- Work item A
In the personal essay on sex and gender, what is Beatie described as famous for?
- Work item B
Continue the personal essay on sex and gender, starting after its final sentence.

- Exercise text
================================
I was doing an assignment for a women and gender studies class I’m taking, and one of the first things that stood out to me in the reading I was assigned was when it referred to the sexes: "Opposite is the word we use, and it has strong implications: that whatever one sex is, the other simply is not."
Being transgender myself, that line really stood out to me. It's easy for me to get sad about what biology has handed me, but in reading that line, I felt a certain happiness wash over me. It helped me realize that I've been trained to think of the 'sexes' as opposites, when in reality they're very similar and that I'm not less of anything just because I am not the biological sex that matches with the stereotype of my gender binary.
When the writing ventured into gender ideologies and “transsexual” people it said that the famous Beatie (famous for being a pregnant man) identified as a “man in a woman’s body” it made me think of my own path and how I view myself.
I have switched from a mindset of “being trapped in a woman’s body” to being “in a man’s body with just a few of my parts mixed up” for several different reasons. One: It validates my identity as a whole and ultimately really helps me sleep better at night. Two: I feel like for transmen it can seem demeaning to an identity they lived as for x number of years because they way society views ‘woman’ and ‘man.’ We’re trained from a young age to not see people but to see woman or man. For various different reasons this has always lead to seeing ‘man’ as superior to ‘woman.’
As a man, I don’t want to feel superior to women. I don’t want to be disgusted by the thought of having a women’s body. I may be sad that my body curves and that my parts don’t match up in a way to the sex I am, but that doesn't mean I'm disgusted at the thought of being a woman. So, I don't want to say anything that might insinuate that at all.
================================
- Provided material
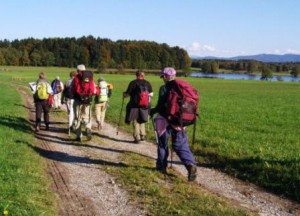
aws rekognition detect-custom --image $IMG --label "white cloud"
[185,42,245,57]
[186,42,216,56]
[270,48,300,55]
================================
- Output A
Being a pregnant man.

- Output B
We were also assigned a video titled: “ending gender” As I’ve experienced myself in the community more and more I’ve heard many thoughts of how gender is dead, how we should use a third inclusive pronoun, and how we shouldn’t let binaries define us.
I always thought those things were great, albeit a little confusing because the world I was raised in was so small, but I never knew what they meant for me. I identify as a transsexual FtM transgender man. But if gender becomes dead…what am I? If stereotypes don’t exist, where do I fit in?
This video helped me realize that by ending gender, using an inclusive pronoun, letting people live and let live…I would still have a place in a world like that. That while the world asked questions and made a spectacle of me and anyone around me, I could live in a world where I am who I am and that’s all that I am. I’ll inject hormones that help me present and identify as the man that I am, all the while exuding that anything and anyone can be a man. A man can be anything. “A woman can be anything.”